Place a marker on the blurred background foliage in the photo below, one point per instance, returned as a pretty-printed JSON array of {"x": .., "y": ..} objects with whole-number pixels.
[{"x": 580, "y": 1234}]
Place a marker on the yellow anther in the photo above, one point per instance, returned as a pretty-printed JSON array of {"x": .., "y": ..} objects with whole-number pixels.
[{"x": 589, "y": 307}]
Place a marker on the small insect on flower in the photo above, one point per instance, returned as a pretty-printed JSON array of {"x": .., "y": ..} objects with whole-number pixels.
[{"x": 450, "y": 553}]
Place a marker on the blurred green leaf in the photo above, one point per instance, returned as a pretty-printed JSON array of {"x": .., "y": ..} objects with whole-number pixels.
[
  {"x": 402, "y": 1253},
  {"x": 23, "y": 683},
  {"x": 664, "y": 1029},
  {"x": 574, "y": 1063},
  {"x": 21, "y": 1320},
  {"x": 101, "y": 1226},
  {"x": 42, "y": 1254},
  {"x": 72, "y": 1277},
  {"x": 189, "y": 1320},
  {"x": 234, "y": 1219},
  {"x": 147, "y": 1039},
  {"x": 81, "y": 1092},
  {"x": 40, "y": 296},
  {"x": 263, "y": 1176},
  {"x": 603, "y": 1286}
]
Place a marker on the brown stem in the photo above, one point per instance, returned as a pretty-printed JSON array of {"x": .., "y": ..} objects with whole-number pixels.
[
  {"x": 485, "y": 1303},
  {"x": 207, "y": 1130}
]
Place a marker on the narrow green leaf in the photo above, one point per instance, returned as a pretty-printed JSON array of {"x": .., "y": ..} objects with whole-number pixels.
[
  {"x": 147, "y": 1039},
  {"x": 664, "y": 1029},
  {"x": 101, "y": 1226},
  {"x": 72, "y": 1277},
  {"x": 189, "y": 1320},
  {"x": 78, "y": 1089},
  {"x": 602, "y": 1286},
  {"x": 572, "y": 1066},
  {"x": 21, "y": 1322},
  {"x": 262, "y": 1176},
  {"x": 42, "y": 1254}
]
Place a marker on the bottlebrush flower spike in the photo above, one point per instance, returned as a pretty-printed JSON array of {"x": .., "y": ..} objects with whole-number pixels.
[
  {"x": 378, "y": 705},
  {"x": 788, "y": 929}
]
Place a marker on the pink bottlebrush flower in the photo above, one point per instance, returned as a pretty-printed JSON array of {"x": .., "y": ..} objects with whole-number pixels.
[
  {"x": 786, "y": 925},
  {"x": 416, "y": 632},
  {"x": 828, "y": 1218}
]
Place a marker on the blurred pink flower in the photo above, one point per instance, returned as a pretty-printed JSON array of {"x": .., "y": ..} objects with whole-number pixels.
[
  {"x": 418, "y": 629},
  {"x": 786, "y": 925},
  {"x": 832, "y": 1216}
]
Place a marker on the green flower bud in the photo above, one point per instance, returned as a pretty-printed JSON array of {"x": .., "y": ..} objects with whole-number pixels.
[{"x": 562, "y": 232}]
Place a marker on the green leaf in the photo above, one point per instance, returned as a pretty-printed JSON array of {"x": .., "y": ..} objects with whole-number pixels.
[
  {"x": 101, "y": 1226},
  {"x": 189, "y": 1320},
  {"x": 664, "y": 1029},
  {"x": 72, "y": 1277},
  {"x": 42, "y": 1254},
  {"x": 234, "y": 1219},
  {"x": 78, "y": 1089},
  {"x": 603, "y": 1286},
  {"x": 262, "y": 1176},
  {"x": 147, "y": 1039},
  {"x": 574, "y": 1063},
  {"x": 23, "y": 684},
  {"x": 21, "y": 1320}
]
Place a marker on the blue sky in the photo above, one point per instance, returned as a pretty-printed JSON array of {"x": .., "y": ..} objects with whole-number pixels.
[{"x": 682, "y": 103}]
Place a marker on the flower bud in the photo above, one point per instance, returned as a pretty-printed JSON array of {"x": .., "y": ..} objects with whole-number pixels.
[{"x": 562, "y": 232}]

────────────────────────────────────────

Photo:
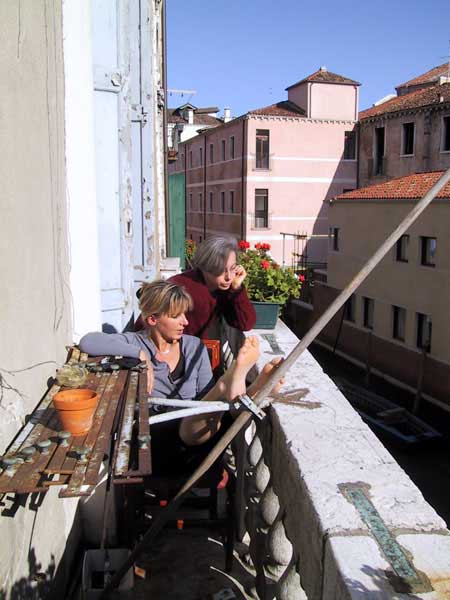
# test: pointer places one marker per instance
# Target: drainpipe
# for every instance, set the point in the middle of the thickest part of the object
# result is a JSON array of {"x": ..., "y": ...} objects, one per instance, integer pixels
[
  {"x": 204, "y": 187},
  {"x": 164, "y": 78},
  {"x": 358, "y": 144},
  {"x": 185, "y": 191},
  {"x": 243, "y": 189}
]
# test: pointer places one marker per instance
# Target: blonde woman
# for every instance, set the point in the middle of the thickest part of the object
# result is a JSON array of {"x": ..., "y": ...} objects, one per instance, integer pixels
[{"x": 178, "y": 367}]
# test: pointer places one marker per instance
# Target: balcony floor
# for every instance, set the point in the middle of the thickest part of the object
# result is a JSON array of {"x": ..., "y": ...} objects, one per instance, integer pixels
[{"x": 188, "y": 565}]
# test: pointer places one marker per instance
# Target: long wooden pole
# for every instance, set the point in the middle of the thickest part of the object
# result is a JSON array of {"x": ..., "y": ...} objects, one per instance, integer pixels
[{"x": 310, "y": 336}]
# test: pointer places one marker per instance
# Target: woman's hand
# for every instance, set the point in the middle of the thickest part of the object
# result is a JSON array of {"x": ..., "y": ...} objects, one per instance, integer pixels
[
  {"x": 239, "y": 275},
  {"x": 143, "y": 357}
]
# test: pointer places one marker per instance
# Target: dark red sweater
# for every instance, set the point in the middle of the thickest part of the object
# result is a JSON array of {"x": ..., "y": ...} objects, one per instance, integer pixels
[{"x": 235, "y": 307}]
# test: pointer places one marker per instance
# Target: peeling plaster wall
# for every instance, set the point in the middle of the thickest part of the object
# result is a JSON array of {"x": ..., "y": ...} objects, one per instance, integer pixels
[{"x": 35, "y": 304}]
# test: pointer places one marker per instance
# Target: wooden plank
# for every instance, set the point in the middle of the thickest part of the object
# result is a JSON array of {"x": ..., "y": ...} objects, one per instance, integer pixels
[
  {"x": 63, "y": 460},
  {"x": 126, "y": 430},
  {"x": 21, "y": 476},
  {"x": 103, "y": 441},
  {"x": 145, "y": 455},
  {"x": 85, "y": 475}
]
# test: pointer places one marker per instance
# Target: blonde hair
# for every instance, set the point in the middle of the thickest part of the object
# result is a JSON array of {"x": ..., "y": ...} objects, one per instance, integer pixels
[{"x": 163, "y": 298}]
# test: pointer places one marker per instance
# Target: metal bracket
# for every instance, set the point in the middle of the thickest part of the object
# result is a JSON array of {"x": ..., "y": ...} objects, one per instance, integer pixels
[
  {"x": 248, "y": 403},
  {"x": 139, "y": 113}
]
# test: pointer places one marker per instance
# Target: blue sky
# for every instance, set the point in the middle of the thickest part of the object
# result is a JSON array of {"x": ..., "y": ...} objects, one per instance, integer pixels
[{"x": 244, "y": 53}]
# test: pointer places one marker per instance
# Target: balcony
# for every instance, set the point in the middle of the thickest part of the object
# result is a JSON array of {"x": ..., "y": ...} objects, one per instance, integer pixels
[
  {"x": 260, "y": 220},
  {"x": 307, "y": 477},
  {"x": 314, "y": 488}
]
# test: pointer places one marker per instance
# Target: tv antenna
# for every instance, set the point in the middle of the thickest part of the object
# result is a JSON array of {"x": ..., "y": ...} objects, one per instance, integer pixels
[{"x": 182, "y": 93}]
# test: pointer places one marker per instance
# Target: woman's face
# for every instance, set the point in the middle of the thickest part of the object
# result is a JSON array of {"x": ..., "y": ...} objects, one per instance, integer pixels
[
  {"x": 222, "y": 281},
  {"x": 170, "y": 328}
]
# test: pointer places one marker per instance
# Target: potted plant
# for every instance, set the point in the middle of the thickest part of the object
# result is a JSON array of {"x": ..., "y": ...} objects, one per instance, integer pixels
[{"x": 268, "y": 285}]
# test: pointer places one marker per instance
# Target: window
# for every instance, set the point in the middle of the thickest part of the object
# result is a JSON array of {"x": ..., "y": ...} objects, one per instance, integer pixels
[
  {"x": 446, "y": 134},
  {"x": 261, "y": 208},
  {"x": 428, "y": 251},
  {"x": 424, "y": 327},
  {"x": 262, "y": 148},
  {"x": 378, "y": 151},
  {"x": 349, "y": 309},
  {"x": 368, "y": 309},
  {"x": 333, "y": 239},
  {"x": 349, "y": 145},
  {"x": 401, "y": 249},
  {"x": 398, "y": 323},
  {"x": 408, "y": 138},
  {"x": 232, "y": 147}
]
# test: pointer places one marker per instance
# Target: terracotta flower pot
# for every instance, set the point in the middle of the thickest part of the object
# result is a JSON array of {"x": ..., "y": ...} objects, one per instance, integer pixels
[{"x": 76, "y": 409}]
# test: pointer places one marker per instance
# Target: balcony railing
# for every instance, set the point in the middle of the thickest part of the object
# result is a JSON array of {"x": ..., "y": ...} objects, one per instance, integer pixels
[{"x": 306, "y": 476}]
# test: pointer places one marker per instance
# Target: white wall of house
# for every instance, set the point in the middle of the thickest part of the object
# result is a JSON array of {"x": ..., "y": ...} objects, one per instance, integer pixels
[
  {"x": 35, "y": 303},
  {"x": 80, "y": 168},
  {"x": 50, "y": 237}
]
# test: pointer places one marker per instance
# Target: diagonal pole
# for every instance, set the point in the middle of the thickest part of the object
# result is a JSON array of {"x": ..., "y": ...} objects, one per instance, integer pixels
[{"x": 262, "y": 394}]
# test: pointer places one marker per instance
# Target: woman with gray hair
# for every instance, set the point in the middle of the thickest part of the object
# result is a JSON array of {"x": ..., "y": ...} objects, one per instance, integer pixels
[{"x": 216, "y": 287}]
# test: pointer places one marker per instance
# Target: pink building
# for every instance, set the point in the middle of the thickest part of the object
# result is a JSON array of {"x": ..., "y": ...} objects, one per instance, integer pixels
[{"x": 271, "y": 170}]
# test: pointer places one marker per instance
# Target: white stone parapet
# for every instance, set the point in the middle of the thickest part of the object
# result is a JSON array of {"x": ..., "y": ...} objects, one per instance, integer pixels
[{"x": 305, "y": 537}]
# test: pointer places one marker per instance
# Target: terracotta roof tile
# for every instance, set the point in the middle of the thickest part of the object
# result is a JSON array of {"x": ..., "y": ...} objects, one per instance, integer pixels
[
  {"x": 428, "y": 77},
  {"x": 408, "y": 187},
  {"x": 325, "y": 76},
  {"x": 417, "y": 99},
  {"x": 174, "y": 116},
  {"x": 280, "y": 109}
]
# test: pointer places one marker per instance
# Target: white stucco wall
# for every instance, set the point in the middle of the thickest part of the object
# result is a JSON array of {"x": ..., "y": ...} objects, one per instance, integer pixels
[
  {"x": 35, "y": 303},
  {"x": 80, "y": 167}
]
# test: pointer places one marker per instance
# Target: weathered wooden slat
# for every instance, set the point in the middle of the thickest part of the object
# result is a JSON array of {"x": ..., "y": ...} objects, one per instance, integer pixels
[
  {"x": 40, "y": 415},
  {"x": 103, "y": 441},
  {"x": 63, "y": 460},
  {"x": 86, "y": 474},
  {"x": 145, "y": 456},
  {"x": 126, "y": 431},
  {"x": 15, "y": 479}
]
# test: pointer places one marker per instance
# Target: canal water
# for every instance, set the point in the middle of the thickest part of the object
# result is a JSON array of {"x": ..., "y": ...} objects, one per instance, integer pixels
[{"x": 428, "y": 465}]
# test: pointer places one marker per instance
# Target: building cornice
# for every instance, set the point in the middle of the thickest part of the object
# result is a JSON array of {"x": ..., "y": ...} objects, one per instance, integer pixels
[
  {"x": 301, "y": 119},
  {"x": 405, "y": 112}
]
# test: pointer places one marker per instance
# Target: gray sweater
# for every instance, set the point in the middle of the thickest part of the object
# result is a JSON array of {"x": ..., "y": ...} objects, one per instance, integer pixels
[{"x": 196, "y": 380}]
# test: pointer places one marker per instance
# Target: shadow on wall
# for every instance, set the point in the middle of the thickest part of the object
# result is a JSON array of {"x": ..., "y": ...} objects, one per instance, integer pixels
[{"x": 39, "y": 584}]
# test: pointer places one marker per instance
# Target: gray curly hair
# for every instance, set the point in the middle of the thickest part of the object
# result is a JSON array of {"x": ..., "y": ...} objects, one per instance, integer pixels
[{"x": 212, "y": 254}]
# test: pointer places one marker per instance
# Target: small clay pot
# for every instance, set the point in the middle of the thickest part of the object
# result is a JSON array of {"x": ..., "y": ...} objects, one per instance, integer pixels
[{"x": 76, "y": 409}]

────────────────────────────────────────

• **What you will do**: Copy each line from the records above that includes the string "blonde".

• **Task result**:
# Target: blonde woman
# Target: blonde hair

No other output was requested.